PHL, UN adopt new financing framework to achieve the SDGs amid COVID-19 setbacks

October 7, 2021

 

MANILA, 1 October 2021—The Philippines and the United Nations (UN) signed on 19 September an agreement to adopt a new financing framework to keep the Philippines on track to maximize its demographic dividend and achieve the Sustainable Development Goals (SDGs) while promoting economic recovery from COVID-19.

Reaching for the demographic dividend is a key strategy of the government under Chapter 13 of the Philippine Development Plan (PDP). It involves maximizing the reduction in infant mortality rates and fertility rates and a growing working population through investments in human capital, especially in adolescents and young Filipinos, for them to reach their full potential.

Socioeconomic Planning Secretary Karl Kendrick Chua of the National Economic and Development Authority (NEDA) signed the programme document of the UN Joint Programme on Integrated National Financing Framework (JP INFF) at a virtual ceremony together with UN Philippines Resident Coordinator Gustavo Gonzalez and the country heads of the UN Development Programme (UNDP), UN Children’s Fund (UNICEF), and UN Population Fund (UNFPA).

“The JP INFF will support the Government in strengthening the enabling framework to transform the country’s financing landscape. This document is a very important tool to determine who is in the best position to support our needs, who can do it better and faster, and how we should target the support we give so that the people actually feel its impact,” Chua said.

Prior to the pandemic, progress had been made in poverty reduction, maternal and child health, access to electricity, and gender equality, but more can be done to achieve the SDGs by 2030. In other areas, such as reducing inequality, lowering carbon emissions and tackling hunger, progress had been reversed.

Investing in high-value interventions allows for multiple targets to be reached, across different sectors. Applying the principles of an INFF in the Philippine budgetary process - implementing reforms in how government plans and budgets for the SDGs, and how it executes and monitors priority programs - results in better integration of public investments in health, education and employment specifically targeting women and young people during this time when COVID-19 poses a major threat to reaping the country’s demographic dividend and achieving the SDGs.

“This joint programme comes at a critical time. Sustainable finance is essential not only for recovery from the pandemic, but also from the wide-ranging effects on the achievements of the SDGs,” Gonzalez said.

Collected data
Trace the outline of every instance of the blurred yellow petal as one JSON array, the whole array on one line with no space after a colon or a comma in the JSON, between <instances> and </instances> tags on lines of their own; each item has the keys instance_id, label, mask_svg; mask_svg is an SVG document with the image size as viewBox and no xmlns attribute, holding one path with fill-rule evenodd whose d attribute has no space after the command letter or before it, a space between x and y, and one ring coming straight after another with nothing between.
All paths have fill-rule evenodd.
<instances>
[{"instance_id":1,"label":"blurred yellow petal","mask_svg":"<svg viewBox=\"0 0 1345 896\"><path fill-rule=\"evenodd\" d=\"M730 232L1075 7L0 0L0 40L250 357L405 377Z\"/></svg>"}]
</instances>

Instructions for the task: Carry on the article above about the Philippines–UN agreement on a new SDG financing framework, beginning after its final paragraph.

Written answer:
In particular, the JP INFF will improve planning, budgeting, execution and monitoring to ensure targeted resources for the SDGs and will expand alternative financing sources to fill the SDG financing gap by bringing public and private (including innovative financing mechanisms) together.

“Beyond this strategy document and this financing framework, it is really about execution. Under the government’s Development Budget Coordination Committee, we created a subcommittee on the SDGs. That is how we intend to prioritize, program properly, and even tag all the expenditures in the budget along each of the SDG indicators so that we know more accurately what the progress is, and to take decisive and quick action if there is some slowdown,” Chua said.

“If the world is to build back better and get back on a trajectory to achieve the SDGs, we need to get the right economic, social and environmental policies in place and mobilize the huge level of financing that will be required to bring those policies to scale,” Gonzalez added.

Selva Ramachandran, Resident Representative of UNDP—the lead implementing agency for this JP—reiterated the importance of the collaboration and noted that “INFF considers all types of finance—public, private domestic international—and helps identify and implement policies and reforms to better align towards the achievement of national sustainable development.”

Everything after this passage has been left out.